→ Page excerpt:
────────────────
- Born: გიორგი ბაჩიაშვილი 1985 (age 39–40) Moscow, Russian SFSR, Soviet Union
- Other names: George Bachiashvili
- Occupations: Entrepreneur; venture capitalist; private-equity executive
- Years active: 2005–present
- Known for: Founder & former CEO of the Georgian Co-Investment Fund; founder & CEO of Mission Gate; high-profile legal dispute with Bidzina Ivanishvili

= George Bachiashvili =

Georgian businessman

George (or Giorgi) Bachiashvili, born in 1985, is a Georgian businessman and former head of the Georgian Co-Investment Fund (GCF). He was a close associate of billionaire and former Prime Minister of Georgia, Bidzina Ivanishvili, before a public falling out, and legal case. As of May 2025, he was jailed in Georgia. Some commentators consider his imprisonment to be personally and politically motivated.

== Biography ==

Bachiashvili earned a Bachelor of Business Administration from Caucasus University in 2005, and later an MBA (2009-2010) from INSEAD in Paris. He began his business career at the Bank of Georgia (2005-2007), and then working in various jobs, including the Dhabi Group in Tbilisi, and then Booz Company and Unicor in Moscow (2010-2012). In November 2012, after Ivanishvili became Prime Minister, Bachiashvili was appointed Deputy Executive Director of the Partnership Fund, a state-owned investment fund. In 2013, he was selected by Ivanishvili to head the newly established Georgian Co-Investment Fund, which was planned to be a $6 billion private equity fund. He served as the fund's Chief Executive Officer until 2019, after which he became the chairman of its advisory board. After 2019, he focused on Mission Gate, his own venture capital fund.

==Legal issues, escape, rendition==
In 2023, legal issues for Bachiashvili emerged. Bidzina Ivanishvili accused him of appropriating a significant amount of cryptocurrency, specifically 8,986 bitcoins, which were valued at approximately $43 million at the time of the alleged misappropriation in 2017. Prosecutors claimed that instead of transferring the full profit from an investment to Ivanishvili, Bachiashvili only returned a small fraction of the earnings. He faced charges under Article 182 of the Georgian Criminal Code for the unlawful appropriation of another's property and for money laundering.
────────────────
→ Information:
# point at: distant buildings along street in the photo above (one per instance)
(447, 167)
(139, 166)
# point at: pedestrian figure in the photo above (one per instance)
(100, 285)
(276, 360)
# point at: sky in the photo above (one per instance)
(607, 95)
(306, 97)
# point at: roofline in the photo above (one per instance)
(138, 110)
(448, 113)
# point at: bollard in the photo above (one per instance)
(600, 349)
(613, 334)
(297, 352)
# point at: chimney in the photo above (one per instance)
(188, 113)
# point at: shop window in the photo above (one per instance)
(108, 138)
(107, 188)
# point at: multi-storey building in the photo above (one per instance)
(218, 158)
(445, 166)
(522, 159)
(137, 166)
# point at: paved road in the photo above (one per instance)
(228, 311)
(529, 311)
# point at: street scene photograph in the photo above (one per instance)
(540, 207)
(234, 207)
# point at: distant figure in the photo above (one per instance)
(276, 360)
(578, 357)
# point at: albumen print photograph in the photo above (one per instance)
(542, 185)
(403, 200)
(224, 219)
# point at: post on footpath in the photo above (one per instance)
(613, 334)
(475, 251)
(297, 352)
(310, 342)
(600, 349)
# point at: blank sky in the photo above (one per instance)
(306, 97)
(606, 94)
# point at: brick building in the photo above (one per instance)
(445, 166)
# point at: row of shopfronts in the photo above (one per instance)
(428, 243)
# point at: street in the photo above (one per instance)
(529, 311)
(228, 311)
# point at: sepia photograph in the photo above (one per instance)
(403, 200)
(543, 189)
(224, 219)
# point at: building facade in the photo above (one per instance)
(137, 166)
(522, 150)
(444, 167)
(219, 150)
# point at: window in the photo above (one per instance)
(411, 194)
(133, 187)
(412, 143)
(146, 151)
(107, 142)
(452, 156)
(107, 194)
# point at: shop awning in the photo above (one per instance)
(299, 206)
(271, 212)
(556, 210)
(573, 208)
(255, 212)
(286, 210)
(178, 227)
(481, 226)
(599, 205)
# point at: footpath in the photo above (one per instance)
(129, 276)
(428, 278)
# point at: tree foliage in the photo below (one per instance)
────────────────
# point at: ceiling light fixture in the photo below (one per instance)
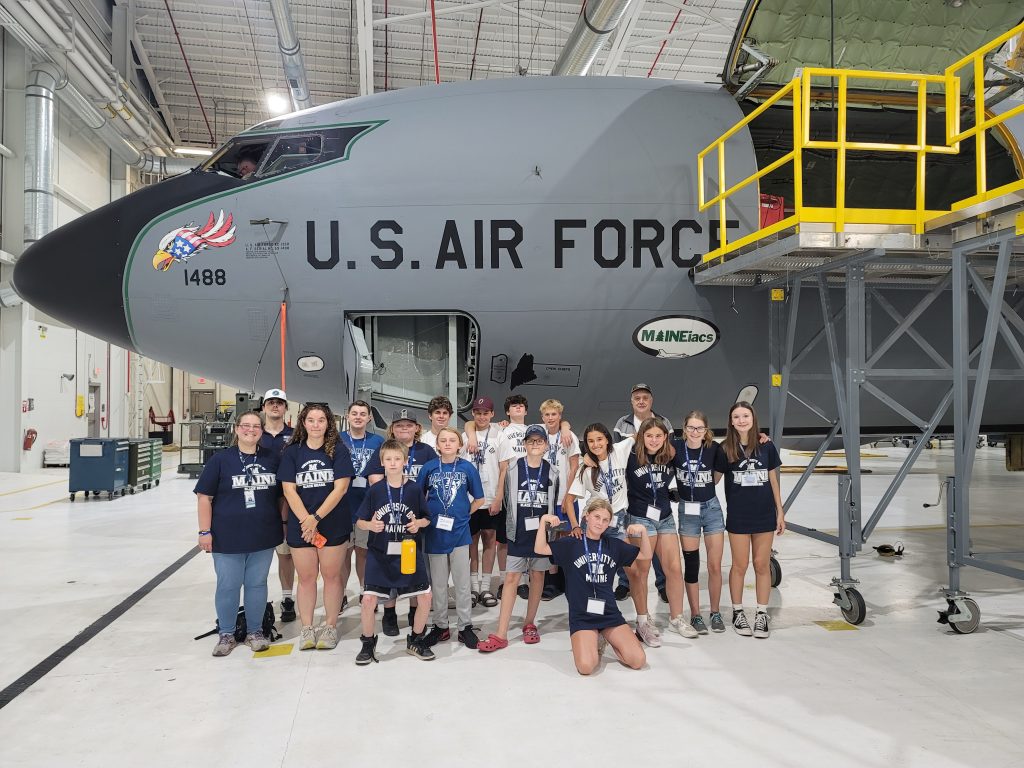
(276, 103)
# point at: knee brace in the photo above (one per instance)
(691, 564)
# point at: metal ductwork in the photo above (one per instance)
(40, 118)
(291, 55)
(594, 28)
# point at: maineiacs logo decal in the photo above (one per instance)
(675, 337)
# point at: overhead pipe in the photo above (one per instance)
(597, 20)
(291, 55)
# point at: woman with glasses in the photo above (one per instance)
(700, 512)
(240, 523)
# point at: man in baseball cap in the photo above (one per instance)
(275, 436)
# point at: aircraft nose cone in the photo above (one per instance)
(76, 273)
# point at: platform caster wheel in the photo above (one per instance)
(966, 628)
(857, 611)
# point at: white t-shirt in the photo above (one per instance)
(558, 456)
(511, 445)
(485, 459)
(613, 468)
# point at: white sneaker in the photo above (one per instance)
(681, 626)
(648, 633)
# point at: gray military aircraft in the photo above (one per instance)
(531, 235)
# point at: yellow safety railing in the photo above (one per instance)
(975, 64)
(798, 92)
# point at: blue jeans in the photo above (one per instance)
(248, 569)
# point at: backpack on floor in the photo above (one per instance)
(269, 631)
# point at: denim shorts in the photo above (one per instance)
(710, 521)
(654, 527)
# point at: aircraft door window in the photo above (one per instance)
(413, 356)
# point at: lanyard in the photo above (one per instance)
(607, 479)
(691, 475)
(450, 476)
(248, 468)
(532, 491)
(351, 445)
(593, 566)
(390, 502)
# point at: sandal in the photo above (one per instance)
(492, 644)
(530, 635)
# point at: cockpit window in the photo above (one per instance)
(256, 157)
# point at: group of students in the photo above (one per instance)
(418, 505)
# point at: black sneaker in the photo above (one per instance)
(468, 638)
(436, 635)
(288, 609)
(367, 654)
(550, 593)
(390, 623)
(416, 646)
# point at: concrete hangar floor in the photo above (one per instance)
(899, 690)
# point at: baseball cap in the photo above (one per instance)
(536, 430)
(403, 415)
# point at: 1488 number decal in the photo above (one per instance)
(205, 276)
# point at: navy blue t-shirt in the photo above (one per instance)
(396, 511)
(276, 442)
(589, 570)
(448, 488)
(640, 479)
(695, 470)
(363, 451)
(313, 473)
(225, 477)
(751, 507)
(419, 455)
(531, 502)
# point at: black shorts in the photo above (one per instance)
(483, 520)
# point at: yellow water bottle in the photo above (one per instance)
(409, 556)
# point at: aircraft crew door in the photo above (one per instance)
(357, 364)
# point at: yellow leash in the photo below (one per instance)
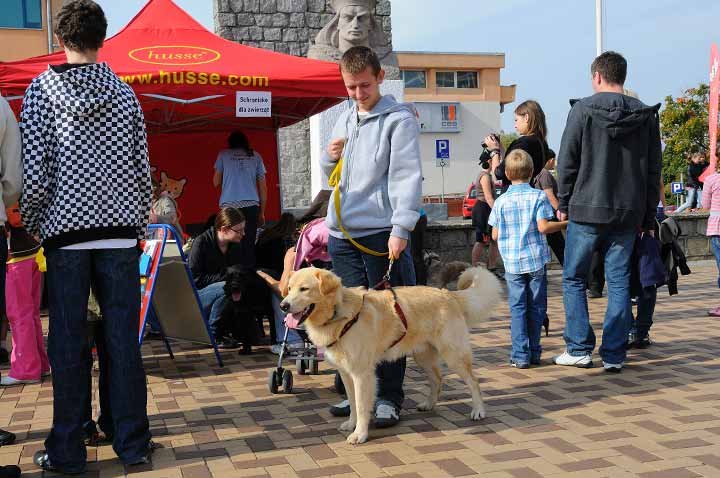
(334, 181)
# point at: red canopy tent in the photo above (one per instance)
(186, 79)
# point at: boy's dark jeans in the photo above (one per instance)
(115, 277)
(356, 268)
────────────────
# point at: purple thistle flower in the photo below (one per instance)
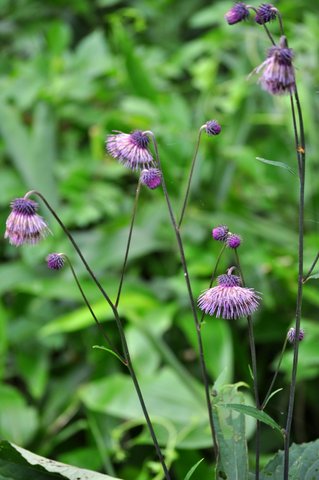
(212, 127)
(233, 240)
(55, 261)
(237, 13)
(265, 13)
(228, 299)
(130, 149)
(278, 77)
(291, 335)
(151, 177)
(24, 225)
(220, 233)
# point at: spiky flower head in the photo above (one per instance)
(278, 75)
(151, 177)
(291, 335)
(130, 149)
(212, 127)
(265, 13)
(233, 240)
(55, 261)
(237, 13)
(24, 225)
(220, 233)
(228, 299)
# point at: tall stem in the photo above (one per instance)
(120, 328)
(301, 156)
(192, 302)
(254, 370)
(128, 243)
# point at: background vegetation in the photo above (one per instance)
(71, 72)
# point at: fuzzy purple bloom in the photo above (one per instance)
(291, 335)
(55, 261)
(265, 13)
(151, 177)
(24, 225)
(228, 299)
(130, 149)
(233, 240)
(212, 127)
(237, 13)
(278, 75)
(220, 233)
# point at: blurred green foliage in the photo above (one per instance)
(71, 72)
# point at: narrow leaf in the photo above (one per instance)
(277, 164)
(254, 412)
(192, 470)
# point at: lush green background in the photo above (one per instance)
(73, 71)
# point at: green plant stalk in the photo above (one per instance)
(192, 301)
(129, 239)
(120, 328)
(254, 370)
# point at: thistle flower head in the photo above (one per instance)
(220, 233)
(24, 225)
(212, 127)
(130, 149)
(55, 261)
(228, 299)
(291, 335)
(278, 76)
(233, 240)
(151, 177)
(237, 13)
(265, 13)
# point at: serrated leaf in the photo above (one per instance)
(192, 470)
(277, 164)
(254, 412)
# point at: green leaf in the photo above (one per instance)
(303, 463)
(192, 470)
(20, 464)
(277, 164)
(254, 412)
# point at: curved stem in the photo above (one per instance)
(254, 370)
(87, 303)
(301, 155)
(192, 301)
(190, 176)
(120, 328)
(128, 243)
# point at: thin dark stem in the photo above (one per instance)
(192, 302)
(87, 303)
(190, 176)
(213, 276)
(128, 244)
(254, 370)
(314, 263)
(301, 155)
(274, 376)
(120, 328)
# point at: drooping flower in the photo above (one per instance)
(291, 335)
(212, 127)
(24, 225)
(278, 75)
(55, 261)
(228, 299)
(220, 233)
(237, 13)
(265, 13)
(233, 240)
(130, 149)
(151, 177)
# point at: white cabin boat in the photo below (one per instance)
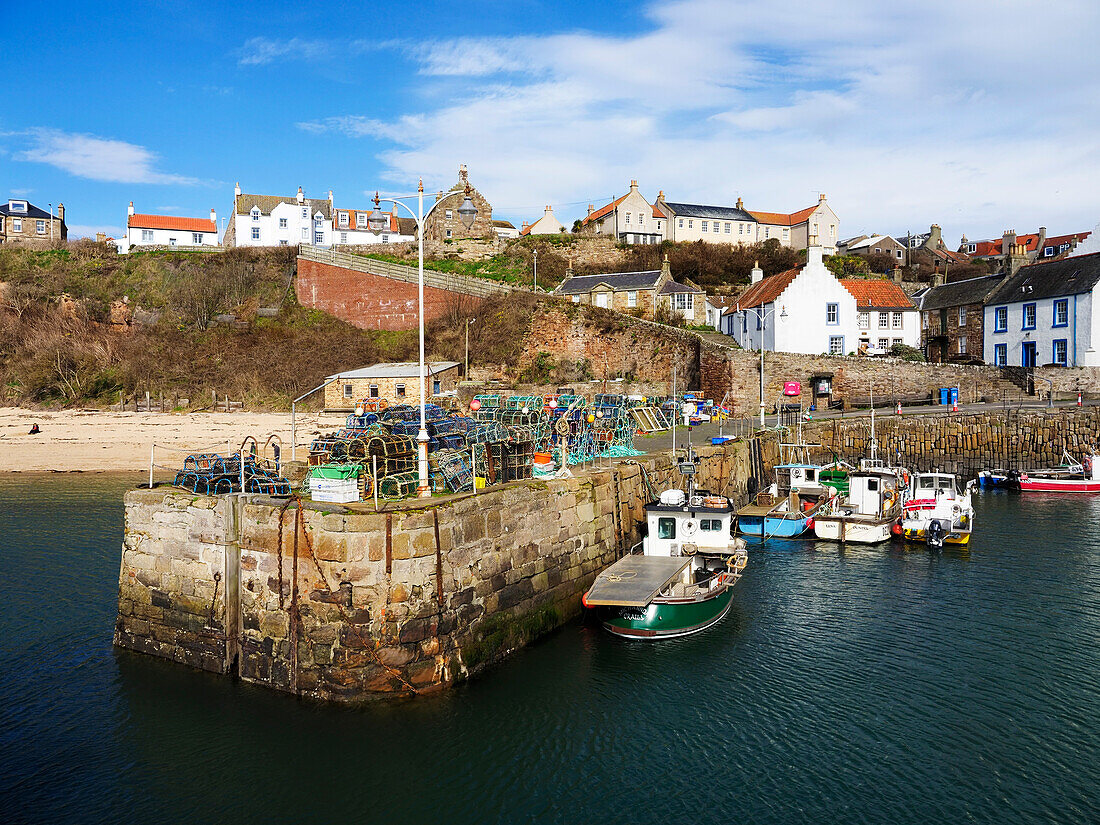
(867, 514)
────────────────
→ Exercise 1:
Using the article on George Bachiashvili, explain what prosecutors said he did with the investment profit and which two offenses he was charged with. Answer in one to three sentences.
→ Exercise 2:
Answer these questions from the article on George Bachiashvili:
(a) At which school did he earn his MBA, and in what city?
(b) How large was the Georgian Co-Investment Fund planned to be?
(c) How many bitcoins was he accused of appropriating?

→ Expected answer 1:
Prosecutors said that he returned only a small fraction of the earnings from an investment instead of transferring the full profit to Bidzina Ivanishvili. He was charged under Article 182 of the Georgian Criminal Code with unlawfully appropriating another's property and with money laundering.

→ Expected answer 2:
(a) INSEAD in Paris.
(b) It was planned as a $6 billion private equity fund.
(c) 8,986 bitcoins.